# [Data supplied]
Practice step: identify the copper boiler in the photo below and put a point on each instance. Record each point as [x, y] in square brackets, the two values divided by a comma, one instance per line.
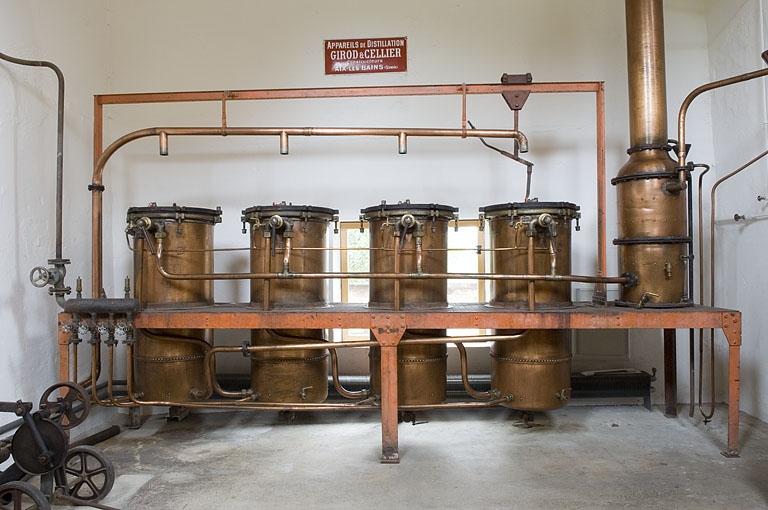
[535, 370]
[411, 238]
[287, 239]
[652, 222]
[169, 363]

# [Task]
Repeat the records above verbatim, dropping the pictures.

# [Output for this task]
Practice step: identify the copper boiler in the photo below and put a point on each instance. Record each point as [x, y] in square brackets, the two values divided by a comma, one instance per line.
[535, 370]
[411, 238]
[287, 239]
[652, 222]
[169, 363]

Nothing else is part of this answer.